For the past few months I’ve been writing about our pilot Linked Open Data project to expose name identifiers for Caltech’s current faculty. So far we’ve been working on creating/obtaining the initial data set. I’m very happy to report that we’ve now got 372/412 faculty names in the LC/NAF and, by extension, the VIAF. We expect to complete the set within the next month or so, give or take our other production responsibilities. Meanwhile, I’ve been messing with the metadata so I can figure out what the heck to do next.
We have the data in full MARC21 authority records. From that I’ve made a set of MADS records (thanks MarcEdit XSLT!). I also created a tab delimited .txt file of the name heading and LCCN.
According to the basic linked data publishing pattern, it can be as simple as publishing a web page. We are able to put out the structured data under an open license and in a non-proprietary format and call ourselves done. This is what you would call 3 star linked open data. We’d like to do a bit better than that. In order to achieve 4 star Linked Open Data we need to do stuff like mint URIs and make the data available in forms more readily machine process-able.
This is where I get stuck.
Fortunately, there will be a hands-on linked data workshop at the DLF Forum (#dlfforum) next week. I’m highly looking forward to it. I’ve volunteered to give an overview of linked data to Maryland tech services librarians in December. Getting our data out there will provide some necessary street cred.

§ **What is asked**:
1) According to the linked data post, how many Caltech faculty names are now in the LC/NAF?
2) Quote the rows from their first line through the line that contains "[[82, 138, 342, 309]]", including both ends, and omit the picture.

§ **Data shown**:

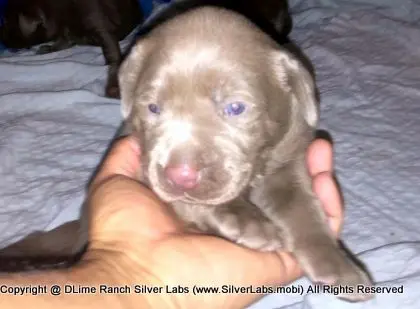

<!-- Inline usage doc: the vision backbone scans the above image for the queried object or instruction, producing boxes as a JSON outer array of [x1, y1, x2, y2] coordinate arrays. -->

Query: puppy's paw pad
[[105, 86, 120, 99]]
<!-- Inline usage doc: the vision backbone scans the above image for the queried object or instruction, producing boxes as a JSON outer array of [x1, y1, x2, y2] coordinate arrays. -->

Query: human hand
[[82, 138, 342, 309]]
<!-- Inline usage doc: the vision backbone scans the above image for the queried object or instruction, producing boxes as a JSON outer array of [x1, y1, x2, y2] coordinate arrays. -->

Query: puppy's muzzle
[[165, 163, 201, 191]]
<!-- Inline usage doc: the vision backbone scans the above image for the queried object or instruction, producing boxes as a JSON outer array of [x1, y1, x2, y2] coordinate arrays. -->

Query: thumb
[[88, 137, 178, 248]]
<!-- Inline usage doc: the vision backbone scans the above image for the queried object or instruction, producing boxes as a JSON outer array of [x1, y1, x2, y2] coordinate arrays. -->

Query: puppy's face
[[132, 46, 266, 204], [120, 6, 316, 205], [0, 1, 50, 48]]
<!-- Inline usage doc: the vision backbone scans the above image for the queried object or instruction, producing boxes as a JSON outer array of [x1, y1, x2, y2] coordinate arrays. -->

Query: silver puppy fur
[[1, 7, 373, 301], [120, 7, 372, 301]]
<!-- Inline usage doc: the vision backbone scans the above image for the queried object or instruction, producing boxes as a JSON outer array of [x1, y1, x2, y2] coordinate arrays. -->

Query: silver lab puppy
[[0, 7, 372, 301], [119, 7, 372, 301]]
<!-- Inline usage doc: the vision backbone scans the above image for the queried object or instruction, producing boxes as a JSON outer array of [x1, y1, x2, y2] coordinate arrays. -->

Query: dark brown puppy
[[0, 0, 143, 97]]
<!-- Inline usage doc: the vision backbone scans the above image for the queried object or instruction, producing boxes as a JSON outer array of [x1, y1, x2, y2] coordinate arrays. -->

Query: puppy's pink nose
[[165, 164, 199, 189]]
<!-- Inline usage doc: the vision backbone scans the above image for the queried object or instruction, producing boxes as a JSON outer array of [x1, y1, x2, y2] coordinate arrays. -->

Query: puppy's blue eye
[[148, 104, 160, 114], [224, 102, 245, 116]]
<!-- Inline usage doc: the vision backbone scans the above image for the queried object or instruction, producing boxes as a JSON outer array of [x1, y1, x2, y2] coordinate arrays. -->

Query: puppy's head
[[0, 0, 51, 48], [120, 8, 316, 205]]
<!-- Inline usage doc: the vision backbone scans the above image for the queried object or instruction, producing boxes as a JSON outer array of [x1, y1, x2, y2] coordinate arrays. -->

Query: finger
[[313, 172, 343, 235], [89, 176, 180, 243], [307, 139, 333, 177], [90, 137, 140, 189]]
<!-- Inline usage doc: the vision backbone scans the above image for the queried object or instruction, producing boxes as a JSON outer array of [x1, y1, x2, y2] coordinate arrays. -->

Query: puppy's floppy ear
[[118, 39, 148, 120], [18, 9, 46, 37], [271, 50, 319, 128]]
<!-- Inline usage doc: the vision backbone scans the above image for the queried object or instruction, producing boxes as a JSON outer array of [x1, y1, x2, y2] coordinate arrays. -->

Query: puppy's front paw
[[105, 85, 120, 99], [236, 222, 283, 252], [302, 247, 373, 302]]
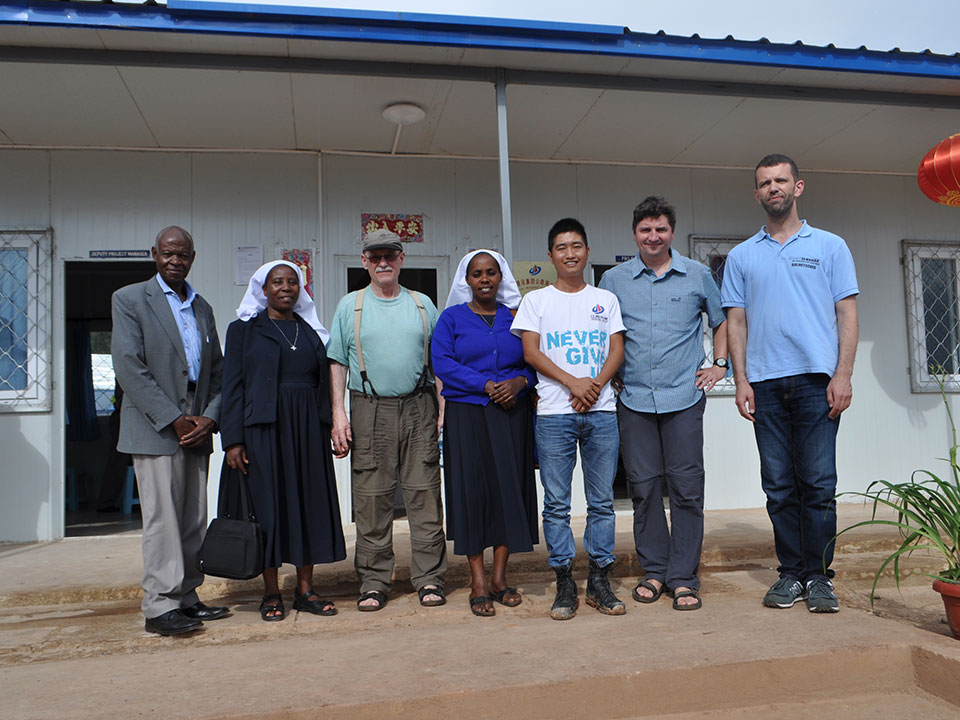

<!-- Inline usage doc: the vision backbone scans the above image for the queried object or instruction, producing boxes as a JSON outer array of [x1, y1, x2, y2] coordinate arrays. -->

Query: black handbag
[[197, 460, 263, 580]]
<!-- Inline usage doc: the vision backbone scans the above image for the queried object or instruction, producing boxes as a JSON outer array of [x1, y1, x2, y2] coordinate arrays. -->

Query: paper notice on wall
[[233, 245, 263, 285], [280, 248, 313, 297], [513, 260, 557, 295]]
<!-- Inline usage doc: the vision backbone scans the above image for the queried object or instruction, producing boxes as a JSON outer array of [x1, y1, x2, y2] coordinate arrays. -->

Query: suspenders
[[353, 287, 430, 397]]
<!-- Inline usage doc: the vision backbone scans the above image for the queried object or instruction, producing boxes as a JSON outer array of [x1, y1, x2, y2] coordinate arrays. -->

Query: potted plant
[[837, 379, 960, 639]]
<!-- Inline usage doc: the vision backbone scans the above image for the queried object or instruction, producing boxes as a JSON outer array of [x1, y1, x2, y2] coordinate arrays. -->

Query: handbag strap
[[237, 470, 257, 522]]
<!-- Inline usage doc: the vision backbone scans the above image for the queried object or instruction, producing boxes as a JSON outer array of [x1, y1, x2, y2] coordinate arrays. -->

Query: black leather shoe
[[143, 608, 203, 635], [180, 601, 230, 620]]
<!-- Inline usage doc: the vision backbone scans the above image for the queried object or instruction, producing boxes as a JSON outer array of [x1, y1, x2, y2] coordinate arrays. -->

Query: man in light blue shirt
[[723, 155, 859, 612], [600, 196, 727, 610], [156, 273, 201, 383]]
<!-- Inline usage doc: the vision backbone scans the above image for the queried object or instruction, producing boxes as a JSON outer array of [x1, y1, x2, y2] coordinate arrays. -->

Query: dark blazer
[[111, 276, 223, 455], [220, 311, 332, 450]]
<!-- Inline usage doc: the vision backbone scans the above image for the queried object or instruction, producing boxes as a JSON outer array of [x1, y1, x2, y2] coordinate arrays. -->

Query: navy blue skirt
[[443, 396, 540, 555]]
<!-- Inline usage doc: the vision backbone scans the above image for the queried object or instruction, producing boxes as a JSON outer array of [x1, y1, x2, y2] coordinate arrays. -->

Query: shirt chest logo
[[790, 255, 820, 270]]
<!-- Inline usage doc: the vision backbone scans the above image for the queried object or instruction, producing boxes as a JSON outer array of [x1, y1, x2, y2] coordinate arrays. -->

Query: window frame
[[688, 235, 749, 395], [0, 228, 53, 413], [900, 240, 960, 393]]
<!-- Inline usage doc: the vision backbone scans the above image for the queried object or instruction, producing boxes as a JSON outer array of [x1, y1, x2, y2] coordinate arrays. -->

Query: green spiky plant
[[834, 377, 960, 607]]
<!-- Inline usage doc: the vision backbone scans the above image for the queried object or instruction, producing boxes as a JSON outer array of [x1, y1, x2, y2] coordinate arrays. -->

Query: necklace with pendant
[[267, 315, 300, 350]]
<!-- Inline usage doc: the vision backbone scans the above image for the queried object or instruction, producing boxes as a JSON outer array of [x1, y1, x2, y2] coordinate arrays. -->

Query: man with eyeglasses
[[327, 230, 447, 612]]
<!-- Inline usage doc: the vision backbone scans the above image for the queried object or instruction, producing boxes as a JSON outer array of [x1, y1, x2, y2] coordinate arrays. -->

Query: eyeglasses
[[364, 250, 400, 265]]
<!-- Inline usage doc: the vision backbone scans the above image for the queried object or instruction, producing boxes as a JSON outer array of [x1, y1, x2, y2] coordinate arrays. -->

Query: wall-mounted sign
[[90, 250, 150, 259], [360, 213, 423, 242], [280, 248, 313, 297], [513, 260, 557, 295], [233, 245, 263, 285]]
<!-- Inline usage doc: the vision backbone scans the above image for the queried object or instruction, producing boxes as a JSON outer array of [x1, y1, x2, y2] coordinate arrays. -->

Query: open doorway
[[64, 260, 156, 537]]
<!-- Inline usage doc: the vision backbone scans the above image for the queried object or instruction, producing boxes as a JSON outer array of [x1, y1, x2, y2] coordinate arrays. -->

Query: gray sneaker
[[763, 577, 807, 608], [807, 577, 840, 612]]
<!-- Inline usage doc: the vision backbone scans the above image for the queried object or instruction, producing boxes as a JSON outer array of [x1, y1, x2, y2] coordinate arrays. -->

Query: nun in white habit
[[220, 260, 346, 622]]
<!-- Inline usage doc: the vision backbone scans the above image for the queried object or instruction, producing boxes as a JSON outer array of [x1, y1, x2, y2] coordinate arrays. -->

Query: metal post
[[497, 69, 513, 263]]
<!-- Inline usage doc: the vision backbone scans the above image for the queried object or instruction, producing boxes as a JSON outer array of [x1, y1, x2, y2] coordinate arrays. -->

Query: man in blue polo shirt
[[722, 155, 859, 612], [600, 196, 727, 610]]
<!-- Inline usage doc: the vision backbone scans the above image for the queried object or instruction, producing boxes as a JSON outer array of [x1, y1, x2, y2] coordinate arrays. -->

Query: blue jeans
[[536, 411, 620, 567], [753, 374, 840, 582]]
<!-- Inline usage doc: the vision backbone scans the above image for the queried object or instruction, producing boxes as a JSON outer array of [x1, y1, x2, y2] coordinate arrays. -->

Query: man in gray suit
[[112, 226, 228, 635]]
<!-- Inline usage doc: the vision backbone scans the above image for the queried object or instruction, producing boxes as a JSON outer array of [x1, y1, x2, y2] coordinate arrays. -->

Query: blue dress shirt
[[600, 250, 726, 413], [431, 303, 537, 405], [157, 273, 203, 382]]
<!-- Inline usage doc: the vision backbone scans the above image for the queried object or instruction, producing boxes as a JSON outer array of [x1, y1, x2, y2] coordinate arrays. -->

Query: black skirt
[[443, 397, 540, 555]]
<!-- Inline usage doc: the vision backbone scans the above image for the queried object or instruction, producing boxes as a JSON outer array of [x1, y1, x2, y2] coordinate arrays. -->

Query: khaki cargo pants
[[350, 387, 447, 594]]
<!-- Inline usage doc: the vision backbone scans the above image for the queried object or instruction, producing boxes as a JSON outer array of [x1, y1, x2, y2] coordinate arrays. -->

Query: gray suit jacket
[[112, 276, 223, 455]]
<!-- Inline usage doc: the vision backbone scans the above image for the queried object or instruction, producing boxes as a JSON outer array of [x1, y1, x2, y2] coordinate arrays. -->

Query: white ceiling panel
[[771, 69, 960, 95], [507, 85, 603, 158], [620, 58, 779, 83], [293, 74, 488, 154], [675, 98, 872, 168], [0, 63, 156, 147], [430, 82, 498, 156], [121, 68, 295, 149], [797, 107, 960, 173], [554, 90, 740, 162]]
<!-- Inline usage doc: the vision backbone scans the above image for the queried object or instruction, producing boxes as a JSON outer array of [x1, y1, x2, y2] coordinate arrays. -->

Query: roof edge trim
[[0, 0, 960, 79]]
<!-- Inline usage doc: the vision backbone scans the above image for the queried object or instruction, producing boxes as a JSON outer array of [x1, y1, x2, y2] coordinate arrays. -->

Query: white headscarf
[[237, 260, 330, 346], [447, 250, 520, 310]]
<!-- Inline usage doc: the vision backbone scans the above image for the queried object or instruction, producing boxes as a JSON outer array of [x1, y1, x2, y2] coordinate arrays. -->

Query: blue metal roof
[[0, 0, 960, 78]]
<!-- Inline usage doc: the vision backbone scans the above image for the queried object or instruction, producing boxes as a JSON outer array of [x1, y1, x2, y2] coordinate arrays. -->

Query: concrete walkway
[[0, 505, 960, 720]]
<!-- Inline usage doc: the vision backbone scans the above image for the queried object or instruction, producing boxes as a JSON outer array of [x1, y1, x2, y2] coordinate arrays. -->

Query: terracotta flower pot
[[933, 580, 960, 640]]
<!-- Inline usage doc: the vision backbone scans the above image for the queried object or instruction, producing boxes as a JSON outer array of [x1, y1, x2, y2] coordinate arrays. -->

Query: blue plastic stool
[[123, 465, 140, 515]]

§ **Per-task answers**:
1) 372 of the 412 faculty names are now in the LC/NAF.

2)
<!-- Inline usage doc: the vision backbone scans the above image for the queried object or instruction, producing boxes as a JSON outer array of [x1, y1, x2, y2] coordinate arrays. -->

Query: puppy's paw pad
[[105, 86, 120, 99]]
<!-- Inline usage doc: the vision backbone scans the above image for the queried object or instruction, producing boxes as a JSON outer array of [x1, y1, x2, y2] coordinate arrays. -->

Query: human hand
[[82, 138, 342, 309]]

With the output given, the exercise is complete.